#### GIVEN TASK
Reproduce the entries from the line containing "racism logo, where" through the end of the entries, replacing "cardboard texture" with "corrugated surface" and leaving all other text unchanged.

#### Excerpts of location labeling data
◇ ◇ ◇ ◇

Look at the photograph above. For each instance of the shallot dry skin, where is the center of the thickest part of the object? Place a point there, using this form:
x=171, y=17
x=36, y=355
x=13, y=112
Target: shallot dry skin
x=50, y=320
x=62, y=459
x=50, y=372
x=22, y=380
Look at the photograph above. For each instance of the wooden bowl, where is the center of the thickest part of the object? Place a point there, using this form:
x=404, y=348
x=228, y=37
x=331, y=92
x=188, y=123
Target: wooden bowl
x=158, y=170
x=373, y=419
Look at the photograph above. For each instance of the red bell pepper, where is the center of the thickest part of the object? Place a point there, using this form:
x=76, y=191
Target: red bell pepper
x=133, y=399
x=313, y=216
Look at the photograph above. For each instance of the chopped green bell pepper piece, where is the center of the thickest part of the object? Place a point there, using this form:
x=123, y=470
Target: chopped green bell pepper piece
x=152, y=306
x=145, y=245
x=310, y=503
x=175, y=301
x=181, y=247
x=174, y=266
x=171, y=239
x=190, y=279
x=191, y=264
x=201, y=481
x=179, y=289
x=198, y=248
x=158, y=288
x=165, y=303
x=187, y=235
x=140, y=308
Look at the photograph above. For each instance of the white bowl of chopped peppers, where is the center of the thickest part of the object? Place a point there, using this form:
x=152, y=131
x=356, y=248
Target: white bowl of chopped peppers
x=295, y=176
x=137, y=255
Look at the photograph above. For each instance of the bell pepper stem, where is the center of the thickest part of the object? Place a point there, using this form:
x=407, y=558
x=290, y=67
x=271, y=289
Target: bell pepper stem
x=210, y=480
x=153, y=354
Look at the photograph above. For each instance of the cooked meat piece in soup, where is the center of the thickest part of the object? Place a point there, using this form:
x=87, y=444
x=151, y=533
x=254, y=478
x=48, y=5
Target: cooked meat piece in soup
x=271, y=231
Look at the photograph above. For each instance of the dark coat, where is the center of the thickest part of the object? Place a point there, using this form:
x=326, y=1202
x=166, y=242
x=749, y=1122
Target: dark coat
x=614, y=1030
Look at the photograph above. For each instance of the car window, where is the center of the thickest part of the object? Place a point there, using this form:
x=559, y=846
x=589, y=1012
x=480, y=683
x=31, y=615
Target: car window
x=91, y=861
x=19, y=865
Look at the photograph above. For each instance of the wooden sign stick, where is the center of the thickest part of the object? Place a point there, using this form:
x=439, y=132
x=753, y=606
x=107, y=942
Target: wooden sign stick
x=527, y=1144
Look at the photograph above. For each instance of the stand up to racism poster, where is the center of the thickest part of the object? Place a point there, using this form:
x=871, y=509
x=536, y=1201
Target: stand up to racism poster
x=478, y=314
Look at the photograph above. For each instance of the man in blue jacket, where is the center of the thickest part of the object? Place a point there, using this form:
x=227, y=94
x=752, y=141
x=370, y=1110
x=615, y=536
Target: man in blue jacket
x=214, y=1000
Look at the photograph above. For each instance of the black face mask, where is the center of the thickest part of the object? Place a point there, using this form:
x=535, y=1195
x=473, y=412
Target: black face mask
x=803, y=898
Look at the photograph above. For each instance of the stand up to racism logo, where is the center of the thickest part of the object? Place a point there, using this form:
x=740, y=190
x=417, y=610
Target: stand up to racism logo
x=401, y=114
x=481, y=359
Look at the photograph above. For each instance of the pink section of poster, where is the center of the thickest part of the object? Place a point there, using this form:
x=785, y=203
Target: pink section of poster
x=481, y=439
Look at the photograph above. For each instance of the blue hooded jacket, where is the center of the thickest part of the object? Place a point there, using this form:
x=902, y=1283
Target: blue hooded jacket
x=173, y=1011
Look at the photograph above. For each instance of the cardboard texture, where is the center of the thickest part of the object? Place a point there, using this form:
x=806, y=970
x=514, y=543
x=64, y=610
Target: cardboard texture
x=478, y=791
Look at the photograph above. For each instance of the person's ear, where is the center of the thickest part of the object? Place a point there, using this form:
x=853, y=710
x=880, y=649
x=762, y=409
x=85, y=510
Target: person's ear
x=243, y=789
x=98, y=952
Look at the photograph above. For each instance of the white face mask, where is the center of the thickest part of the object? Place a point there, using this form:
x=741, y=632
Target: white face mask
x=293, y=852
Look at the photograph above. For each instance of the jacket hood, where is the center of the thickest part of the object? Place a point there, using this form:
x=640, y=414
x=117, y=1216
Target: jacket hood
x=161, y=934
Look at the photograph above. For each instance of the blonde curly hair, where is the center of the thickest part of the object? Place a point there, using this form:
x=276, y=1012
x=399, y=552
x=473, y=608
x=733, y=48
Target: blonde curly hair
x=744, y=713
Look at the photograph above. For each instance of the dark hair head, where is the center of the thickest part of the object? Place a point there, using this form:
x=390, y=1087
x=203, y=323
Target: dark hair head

◇ ◇ ◇ ◇

#### EXERCISE OUTPUT
Look at the photograph above. For each instance of the stand up to racism logo, where is the center of the thickest part of the object? Place a point there, using this form:
x=740, y=190
x=417, y=610
Target: stand up to racism logo
x=401, y=114
x=481, y=359
Look at the photograph above. For each instance of the pink section of poster, where is the center of the thickest part of the object? Place a point there, using this form:
x=785, y=203
Target: pink section of poster
x=481, y=439
Look at the photograph above. For each instance of the blue hooded jacket, where is the center of the thickest part of the object? Place a point there, using this form:
x=902, y=1283
Target: blue hooded jacket
x=173, y=1011
Look at the photograph above. For each instance of the corrugated surface, where is the center of the thickest part of the object? Place a point there, using this form:
x=806, y=970
x=514, y=543
x=64, y=610
Target: corrugated surface
x=478, y=791
Look at the photograph above. For each instance of the person's ear, where is the center of the thickest part of the object? Place a point there, using this form:
x=853, y=710
x=880, y=649
x=762, y=409
x=85, y=510
Target: person's ear
x=243, y=789
x=98, y=952
Look at the photograph above. For each instance of the white face mask, where is the center of the thickest part of the object? Place a point there, using this form:
x=741, y=632
Target: white face mask
x=293, y=852
Look at the photograph above. For each instance of the jacket hood, where is the center of the thickest part of the object? Place a point there, using this form:
x=640, y=414
x=117, y=1216
Target: jacket hood
x=161, y=934
Look at the photograph above. For each instance of the blonde curly hair, where is the center of the thickest part of the object? Place a point there, using this form:
x=276, y=1012
x=399, y=552
x=473, y=608
x=733, y=48
Target: blonde curly hair
x=744, y=713
Look at the photograph above. For each instance of the dark hair head, where is the center of the thickest part of the object? Place a point there, using this form:
x=390, y=1087
x=203, y=323
Target: dark hair head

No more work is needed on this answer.